§ Supplied passage:
.....
In the old geezer heist drama King of Thieves, the true crime is a lack of ambition
Michael Caine leads a dysfunctional gang of ageing London criminals in the real-life story of a massive 2015 safety deposit box heist. The cast is impressive and the director qualified, but no-one appears to be on the same page, writes critic Craig Mathieson.
Urged to finally rob an underground London safety deposit box facility that’s long lured him, elderly London criminal Brian Reader (Michael Caine) has a straightforward reason for saying no: “too many stairs for me at my age.” When the widower reconsiders – it’s not clear whether it’s out of bereavement, pride, or simply force of habit – Brian finds himself assembling a mostly geriatric gang of geezers to pull off the job, complete with insulin injection schedules and hearing aid issues. Danny Jones (Ray Winstone) is the baby of the group at a sprightly 60-years-old.
Based on the headline-making April 2015 Hatton Garden Robbery, King of Thieves is a novel spin on the ageing thespian genre. Instead of making the most of their twilight years in an Indian hotel or by taking a last chance road trip, these esteemed British actors are plotting a heist and indulging in some choice Cockney slang – if you’ve ever wanted to see Jim Broadbent smash a chair and menace an associate with the debris, this is your movie. The problem is that these professional criminals shouldn’t be as likable as the film wants them to be, while the rapport initially shared by Brian, Danny, Broadbent’s Terry Perkins, and Tom Courtenay’s Kenny Collins doesn’t suggest the supposed depths of their corruption.
.....
§ Listed records:
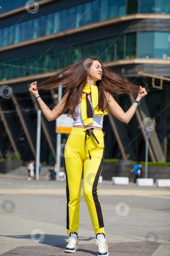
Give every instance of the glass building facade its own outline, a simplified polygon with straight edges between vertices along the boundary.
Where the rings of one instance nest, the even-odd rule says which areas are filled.
[[[0,11],[19,7],[26,1],[0,0]],[[138,12],[170,14],[170,1],[149,0],[146,3],[145,0],[95,0],[36,18],[32,15],[29,20],[21,20],[15,26],[4,24],[0,29],[0,47]]]
[[[0,63],[0,79],[55,71],[89,56],[104,62],[136,57],[170,59],[169,35],[163,32],[130,33],[10,60]]]

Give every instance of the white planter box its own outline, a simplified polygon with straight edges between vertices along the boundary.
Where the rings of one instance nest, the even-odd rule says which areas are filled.
[[[137,184],[138,186],[153,186],[154,185],[154,180],[151,178],[139,178],[136,180]]]
[[[128,177],[112,177],[111,181],[113,184],[119,185],[127,185],[129,184]]]
[[[155,181],[157,187],[170,187],[170,179],[159,179]]]
[[[102,183],[103,182],[103,176],[100,176],[99,177],[99,184],[100,183]]]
.....
§ Tasks to complete:
1: Answer these from the King of Thieves review:
(a) Which actor plays Brian Reader?
(b) How old is Danny Jones?
(c) In what month and year did the Hatton Garden Robbery happen?
2: Please reproduce the stretch of the King of Thieves review from "In the old geezer" through "critic Craig Mathieson.".
The data above were drawn from a separate source.

§ Response list:
1:
(a) Michael Caine
(b) 60 years old
(c) April 2015

2:
In the old geezer heist drama King of Thieves, the true crime is a lack of ambition
Michael Caine leads a dysfunctional gang of ageing London criminals in the real-life story of a massive 2015 safety deposit box heist. The cast is impressive and the director qualified, but no-one appears to be on the same page, writes critic Craig Mathieson.